漢方の世界は魔物が住んでいる

 開業してから、漢方薬の処方する機会が増えました。

 私の心の師匠は、大阪の千福先生と東京の新見先生です。

 千福先生の講演を2回聞いてすっかりファンになりました。

 新見先生の書籍はほとんど全部持っています。読んでいくと面白くて、これまで処方したこともないような漢方薬も出すようになりました。

 そこで、もっと勉強しようと、この5日に大阪であった、日本東洋医学会関西支部例会に行ってきました。

 ところが、です。

 

 私のような普通の臨床医ではなく、コテコテの漢方医のマニア集団でした。漢方薬の構成生薬を諳んじ、立て板に水のように、講釈師のように話が進んでいきます。

 単語はわかるが、全体像はぼやけて遠い…。まるで私の英語でネイティブと会話をしているような寂しさと空しさで一杯になりました。うーん、奥が深いのか、こいつらがおかしいのか…。

 あまりのつらさに、途中で退席してきました。

 特にランチョンセミナーはマニア色炸裂で、ツムラの漢方エキスしか知らない私には、明治以降の”偉人”たちのオリジナル漢方の名前にクラクラしてしまいました。

 私はマニアではないし、マニアにもなりたくないので、こういう学会への参加はしばらく遠慮して、新見先生の教科書を熟読して、実力をつけたいと思いました。

 

 

 でも漢方薬を知っているといいですよ。

 

 例えば、「胃が痛むんです。」という患者さんが来ると、まず内視鏡やエコーをします。これで何も異常がなかったとき、おそらく多くの医師は、「大丈夫、大丈夫。病気はなにもないよ。経過をみるうちに治りますよ。」とか、「胃潰瘍はないけど、胃が少しただれているようだから、胃薬だしますよ。」なんて、適当なことを言って帰します。でも、そんなもので胃の痛みが治るでしょうか。

▸ 課題一覧:
1: 本文に出てくる人物・団体・企業の固有名をすべて挙げてください。
2: 漢方薬をめぐる本文を、最後の文の後から書き継いでください。
記録はここでは使いません。

▸ 提供資料:
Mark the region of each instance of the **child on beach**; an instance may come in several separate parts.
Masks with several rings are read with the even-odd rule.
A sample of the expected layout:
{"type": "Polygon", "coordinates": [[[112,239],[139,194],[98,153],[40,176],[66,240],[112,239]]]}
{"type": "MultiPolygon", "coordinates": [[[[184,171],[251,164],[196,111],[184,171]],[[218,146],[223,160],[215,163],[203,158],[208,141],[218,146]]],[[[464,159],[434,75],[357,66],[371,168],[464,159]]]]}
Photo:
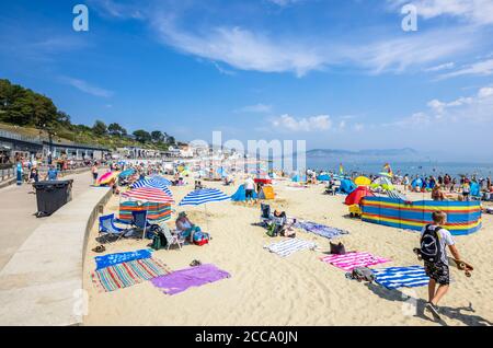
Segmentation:
{"type": "Polygon", "coordinates": [[[456,259],[460,259],[460,255],[450,232],[442,228],[447,221],[447,214],[435,211],[432,218],[433,223],[424,227],[421,232],[421,252],[426,275],[429,277],[426,310],[439,318],[437,305],[447,293],[450,283],[446,246],[456,259]],[[438,289],[436,289],[437,285],[438,289]]]}

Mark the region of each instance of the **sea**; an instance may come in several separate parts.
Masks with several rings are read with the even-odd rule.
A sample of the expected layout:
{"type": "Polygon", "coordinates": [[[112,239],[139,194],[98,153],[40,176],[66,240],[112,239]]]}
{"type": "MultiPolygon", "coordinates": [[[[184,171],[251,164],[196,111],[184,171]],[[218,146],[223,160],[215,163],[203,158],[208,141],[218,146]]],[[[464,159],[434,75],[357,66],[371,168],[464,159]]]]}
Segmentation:
{"type": "MultiPolygon", "coordinates": [[[[346,162],[342,163],[344,173],[346,174],[378,174],[383,172],[382,162],[346,162]]],[[[452,177],[475,176],[493,177],[493,163],[462,163],[462,162],[395,162],[389,163],[392,172],[397,175],[420,175],[420,176],[438,176],[449,174],[452,177]]],[[[307,158],[307,167],[317,171],[340,172],[340,163],[328,162],[323,158],[307,158]]]]}

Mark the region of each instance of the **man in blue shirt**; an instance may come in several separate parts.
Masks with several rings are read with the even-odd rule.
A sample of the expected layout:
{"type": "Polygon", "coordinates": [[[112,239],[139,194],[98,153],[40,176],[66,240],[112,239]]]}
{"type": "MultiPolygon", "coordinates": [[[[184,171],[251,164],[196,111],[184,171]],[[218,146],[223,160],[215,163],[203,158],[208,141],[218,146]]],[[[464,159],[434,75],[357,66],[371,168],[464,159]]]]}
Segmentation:
{"type": "Polygon", "coordinates": [[[58,171],[55,169],[54,165],[49,166],[48,173],[46,173],[45,181],[54,182],[58,177],[58,171]]]}

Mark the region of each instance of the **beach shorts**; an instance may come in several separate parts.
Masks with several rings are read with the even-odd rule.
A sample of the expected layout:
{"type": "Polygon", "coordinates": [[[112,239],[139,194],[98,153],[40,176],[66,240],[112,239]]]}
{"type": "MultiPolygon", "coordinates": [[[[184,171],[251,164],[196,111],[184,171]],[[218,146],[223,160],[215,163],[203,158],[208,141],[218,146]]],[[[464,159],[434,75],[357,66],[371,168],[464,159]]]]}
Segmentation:
{"type": "Polygon", "coordinates": [[[450,272],[448,265],[444,263],[424,263],[425,272],[432,279],[435,279],[440,286],[448,286],[450,283],[450,272]]]}

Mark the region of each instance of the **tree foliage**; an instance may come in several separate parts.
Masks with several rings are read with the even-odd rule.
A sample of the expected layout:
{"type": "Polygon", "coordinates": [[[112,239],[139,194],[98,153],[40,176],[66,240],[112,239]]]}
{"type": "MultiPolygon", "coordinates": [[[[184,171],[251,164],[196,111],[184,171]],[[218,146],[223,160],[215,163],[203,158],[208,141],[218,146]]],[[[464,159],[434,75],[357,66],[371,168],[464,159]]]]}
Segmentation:
{"type": "Polygon", "coordinates": [[[136,130],[133,140],[127,136],[127,130],[117,123],[106,126],[104,121],[96,120],[92,127],[72,124],[70,116],[57,109],[49,97],[19,84],[12,84],[7,79],[0,79],[0,121],[42,130],[49,129],[66,139],[112,147],[135,146],[137,140],[146,147],[168,149],[167,143],[175,142],[173,137],[161,130],[151,134],[144,129],[136,130]]]}

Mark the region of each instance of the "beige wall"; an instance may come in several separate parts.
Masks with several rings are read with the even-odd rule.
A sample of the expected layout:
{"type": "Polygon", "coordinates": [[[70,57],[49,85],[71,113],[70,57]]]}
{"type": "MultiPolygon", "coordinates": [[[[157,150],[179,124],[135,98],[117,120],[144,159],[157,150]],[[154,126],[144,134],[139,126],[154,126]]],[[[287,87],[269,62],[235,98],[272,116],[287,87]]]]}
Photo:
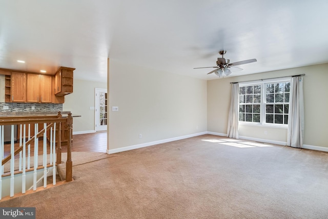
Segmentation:
{"type": "MultiPolygon", "coordinates": [[[[328,147],[328,64],[284,69],[209,81],[208,131],[226,134],[231,100],[230,82],[305,74],[304,77],[304,144],[328,147]]],[[[286,142],[287,129],[250,125],[239,126],[239,135],[272,141],[286,142]],[[268,134],[264,135],[264,131],[268,134]]]]}
{"type": "Polygon", "coordinates": [[[65,96],[63,111],[70,111],[80,117],[73,119],[73,132],[92,132],[94,131],[95,88],[107,87],[107,82],[96,82],[74,79],[73,93],[65,96]]]}
{"type": "Polygon", "coordinates": [[[109,149],[207,131],[206,81],[111,59],[109,85],[109,149]]]}

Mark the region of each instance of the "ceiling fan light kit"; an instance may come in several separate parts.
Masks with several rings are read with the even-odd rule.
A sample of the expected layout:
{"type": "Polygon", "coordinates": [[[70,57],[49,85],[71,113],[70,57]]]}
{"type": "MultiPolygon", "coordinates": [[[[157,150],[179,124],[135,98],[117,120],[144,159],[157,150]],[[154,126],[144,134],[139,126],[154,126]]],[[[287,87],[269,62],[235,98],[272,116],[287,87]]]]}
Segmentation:
{"type": "Polygon", "coordinates": [[[208,73],[207,74],[212,74],[212,73],[214,72],[215,74],[216,74],[219,77],[221,77],[223,76],[223,73],[227,76],[228,76],[230,75],[230,74],[231,74],[232,72],[230,69],[229,69],[230,67],[235,67],[239,69],[240,70],[242,70],[242,69],[238,67],[235,67],[235,66],[254,63],[257,61],[256,58],[253,58],[252,59],[244,60],[243,61],[239,61],[230,63],[230,59],[226,59],[223,57],[223,55],[225,54],[226,52],[227,51],[225,50],[221,50],[219,51],[219,54],[222,55],[222,58],[217,58],[217,61],[216,61],[216,65],[217,65],[217,66],[194,68],[194,69],[198,68],[216,68],[216,69],[210,71],[210,72],[208,73]]]}

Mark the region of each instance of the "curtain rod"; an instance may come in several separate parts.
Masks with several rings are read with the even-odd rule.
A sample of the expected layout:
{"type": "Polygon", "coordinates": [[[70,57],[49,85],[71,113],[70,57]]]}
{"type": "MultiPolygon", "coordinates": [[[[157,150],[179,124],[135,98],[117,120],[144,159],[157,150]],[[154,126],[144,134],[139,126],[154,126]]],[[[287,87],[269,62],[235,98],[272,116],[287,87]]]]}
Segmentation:
{"type": "Polygon", "coordinates": [[[254,82],[255,81],[263,81],[263,80],[269,80],[270,79],[276,79],[276,78],[281,78],[282,77],[297,77],[298,76],[305,76],[305,74],[298,74],[297,75],[292,75],[292,76],[286,76],[285,77],[271,77],[271,78],[265,78],[265,79],[259,79],[257,80],[250,80],[250,81],[244,81],[243,82],[230,82],[230,84],[237,84],[237,83],[240,83],[241,82],[254,82]]]}

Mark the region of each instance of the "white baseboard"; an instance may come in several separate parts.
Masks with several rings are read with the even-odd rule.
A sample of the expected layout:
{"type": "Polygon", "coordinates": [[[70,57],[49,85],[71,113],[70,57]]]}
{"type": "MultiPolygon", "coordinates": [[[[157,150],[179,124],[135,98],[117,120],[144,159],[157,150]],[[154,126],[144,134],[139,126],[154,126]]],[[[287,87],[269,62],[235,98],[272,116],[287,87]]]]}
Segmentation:
{"type": "Polygon", "coordinates": [[[74,134],[89,134],[90,133],[95,133],[95,130],[81,131],[73,132],[72,134],[74,135],[74,134]]]}
{"type": "Polygon", "coordinates": [[[222,137],[228,137],[228,134],[223,134],[222,133],[213,132],[208,131],[207,132],[207,134],[213,134],[213,135],[222,136],[222,137]]]}
{"type": "Polygon", "coordinates": [[[313,145],[303,145],[303,148],[305,149],[315,150],[316,151],[325,151],[328,152],[328,148],[324,147],[314,146],[313,145]]]}
{"type": "Polygon", "coordinates": [[[174,141],[188,138],[189,137],[195,137],[196,136],[202,135],[203,134],[206,134],[207,133],[208,133],[207,132],[199,132],[195,134],[189,134],[187,135],[181,136],[179,137],[172,137],[171,138],[167,138],[163,140],[159,140],[159,141],[156,141],[155,142],[148,142],[147,143],[140,144],[139,145],[132,145],[131,146],[124,147],[122,148],[116,148],[114,149],[107,150],[106,153],[108,154],[118,153],[122,151],[126,151],[130,150],[133,150],[133,149],[136,149],[137,148],[144,148],[145,147],[151,146],[152,145],[158,145],[159,144],[163,144],[163,143],[166,143],[167,142],[173,142],[174,141]]]}

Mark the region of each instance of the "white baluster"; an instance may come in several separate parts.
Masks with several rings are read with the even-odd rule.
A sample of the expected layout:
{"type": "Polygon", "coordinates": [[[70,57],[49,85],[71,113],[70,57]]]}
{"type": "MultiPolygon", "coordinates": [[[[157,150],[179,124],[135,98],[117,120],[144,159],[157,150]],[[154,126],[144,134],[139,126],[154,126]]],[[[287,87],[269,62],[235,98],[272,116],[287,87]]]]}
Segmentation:
{"type": "Polygon", "coordinates": [[[0,169],[0,200],[2,197],[2,173],[3,171],[3,166],[2,165],[2,154],[3,154],[3,146],[2,146],[2,142],[3,141],[3,138],[2,137],[2,134],[1,133],[2,133],[2,130],[4,126],[0,126],[0,161],[2,161],[1,163],[1,169],[0,169]]]}
{"type": "MultiPolygon", "coordinates": [[[[22,124],[19,125],[19,147],[22,146],[22,124]]],[[[22,171],[22,151],[19,151],[19,166],[18,170],[22,171]]]]}
{"type": "MultiPolygon", "coordinates": [[[[29,124],[29,136],[28,140],[31,139],[31,124],[29,124]]],[[[27,169],[29,170],[31,167],[31,144],[27,146],[27,169]]]]}
{"type": "Polygon", "coordinates": [[[26,169],[26,125],[24,124],[24,138],[23,140],[23,174],[22,175],[22,193],[25,193],[26,190],[26,174],[25,170],[26,169]]]}
{"type": "Polygon", "coordinates": [[[56,123],[53,126],[53,142],[52,142],[53,146],[53,157],[52,158],[53,161],[52,169],[52,184],[56,185],[56,123]]]}
{"type": "Polygon", "coordinates": [[[33,172],[33,190],[36,190],[36,169],[37,168],[37,155],[38,155],[38,143],[39,140],[36,137],[36,133],[38,130],[37,123],[35,123],[34,125],[34,170],[33,172]]]}
{"type": "MultiPolygon", "coordinates": [[[[4,130],[5,130],[5,126],[1,126],[1,142],[0,143],[0,144],[1,144],[1,148],[2,148],[2,155],[1,156],[0,156],[0,160],[1,160],[2,161],[3,160],[4,160],[4,157],[5,156],[5,138],[4,137],[4,130]]],[[[4,172],[4,170],[5,169],[4,168],[4,166],[1,166],[1,171],[0,172],[0,174],[3,174],[4,172]]]]}
{"type": "Polygon", "coordinates": [[[10,152],[10,197],[14,196],[14,172],[15,171],[15,144],[14,142],[14,125],[11,125],[11,141],[10,152]]]}
{"type": "Polygon", "coordinates": [[[47,123],[44,123],[43,127],[43,187],[47,188],[47,123]]]}
{"type": "Polygon", "coordinates": [[[50,128],[50,165],[52,164],[52,127],[50,128]]]}

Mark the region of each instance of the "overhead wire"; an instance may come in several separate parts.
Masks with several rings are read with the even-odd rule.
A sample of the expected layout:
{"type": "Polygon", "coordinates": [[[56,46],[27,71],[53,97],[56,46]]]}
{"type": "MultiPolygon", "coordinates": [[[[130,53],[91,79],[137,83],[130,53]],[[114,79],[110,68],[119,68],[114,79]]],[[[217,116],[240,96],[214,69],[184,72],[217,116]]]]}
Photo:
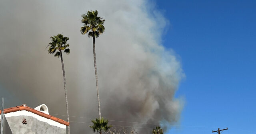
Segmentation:
{"type": "MultiPolygon", "coordinates": [[[[52,114],[52,113],[51,113],[50,114],[53,114],[53,115],[59,115],[59,116],[67,116],[66,115],[61,115],[61,114],[52,114]]],[[[72,117],[79,118],[90,119],[94,119],[93,118],[88,118],[88,117],[79,117],[79,116],[69,116],[69,117],[72,117]]],[[[120,121],[120,120],[108,120],[108,121],[113,121],[113,122],[125,122],[125,123],[142,124],[149,124],[149,125],[171,126],[183,126],[183,127],[201,127],[201,128],[214,128],[214,127],[213,127],[213,126],[186,126],[186,125],[171,125],[171,124],[156,124],[156,123],[148,123],[128,122],[128,121],[120,121]]]]}

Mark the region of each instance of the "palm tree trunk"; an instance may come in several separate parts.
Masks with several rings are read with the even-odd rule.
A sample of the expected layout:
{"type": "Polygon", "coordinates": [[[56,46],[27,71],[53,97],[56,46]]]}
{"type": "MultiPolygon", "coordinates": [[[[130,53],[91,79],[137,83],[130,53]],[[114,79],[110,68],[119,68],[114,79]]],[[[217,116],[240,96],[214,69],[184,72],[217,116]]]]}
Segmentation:
{"type": "Polygon", "coordinates": [[[97,73],[97,66],[96,65],[96,53],[95,53],[95,37],[94,36],[94,32],[92,34],[92,42],[93,44],[93,59],[94,62],[94,70],[95,71],[95,77],[96,78],[96,86],[97,88],[97,96],[98,97],[98,104],[99,108],[99,116],[100,120],[101,119],[101,114],[100,113],[100,94],[99,93],[99,85],[98,81],[98,74],[97,73]]]}
{"type": "MultiPolygon", "coordinates": [[[[68,96],[67,95],[67,88],[66,85],[66,76],[65,75],[65,70],[64,70],[64,64],[63,63],[63,59],[62,58],[62,54],[61,50],[60,50],[60,60],[61,60],[61,65],[62,67],[62,72],[63,73],[63,82],[64,82],[64,90],[65,90],[65,97],[66,98],[66,104],[67,106],[67,120],[69,122],[69,118],[68,116],[68,96]]],[[[68,134],[70,134],[69,126],[68,127],[68,134]]]]}

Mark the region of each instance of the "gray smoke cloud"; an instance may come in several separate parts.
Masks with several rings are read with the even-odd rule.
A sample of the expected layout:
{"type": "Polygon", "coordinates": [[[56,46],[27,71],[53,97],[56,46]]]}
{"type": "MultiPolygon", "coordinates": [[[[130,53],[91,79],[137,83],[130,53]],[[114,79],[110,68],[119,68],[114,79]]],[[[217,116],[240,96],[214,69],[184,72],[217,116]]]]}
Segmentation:
{"type": "MultiPolygon", "coordinates": [[[[168,21],[153,4],[143,0],[0,3],[0,96],[6,98],[5,107],[44,103],[50,113],[66,115],[60,60],[45,48],[50,36],[62,33],[70,38],[70,54],[64,56],[70,115],[98,117],[92,40],[80,34],[79,20],[82,14],[97,10],[106,20],[105,32],[96,40],[103,116],[133,122],[178,121],[183,103],[174,96],[184,75],[175,53],[161,45],[168,21]]],[[[92,133],[89,125],[71,122],[71,132],[92,133]]]]}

▸ 課題別の解答:
1: 千福先生、新見先生、日本東洋医学会関西支部、ツムラ

2:
 

 漢方薬を少し知っていると、胃腸を整える漢方処方がたくさんあるのがわかります。胃カメラもエコーもCTも何もない、そんな時代にも胃が痛む人々はたくさんいたはずです。何千年たっていても、人間の構造が変わるわけでなし、そういう知恵を使って患者さんの悩みや訴えが少しでもよくなればいいですね。

 

 

 開業して、漢方薬の応用範囲の広さに驚いています。全部が効いたわけではありませんが、こちらの予想を超えて、よく効いた患者さんはこのわずか2年でたくさん経験しました。

 

 何事も私の勉強次第。50を越えたおじさんですが、まだまだ勉強して、マニアではないが、初心者でもない、患者さんの役にたつ、漢方のパワーユーザーになりたいと思います。

 

 よく効くと、もちろん患者さんは喜びますが、実は、一番喜んでいるのは、漢方を処方した私なのです。勉強すれば勉強するほどに楽しい経験ができます。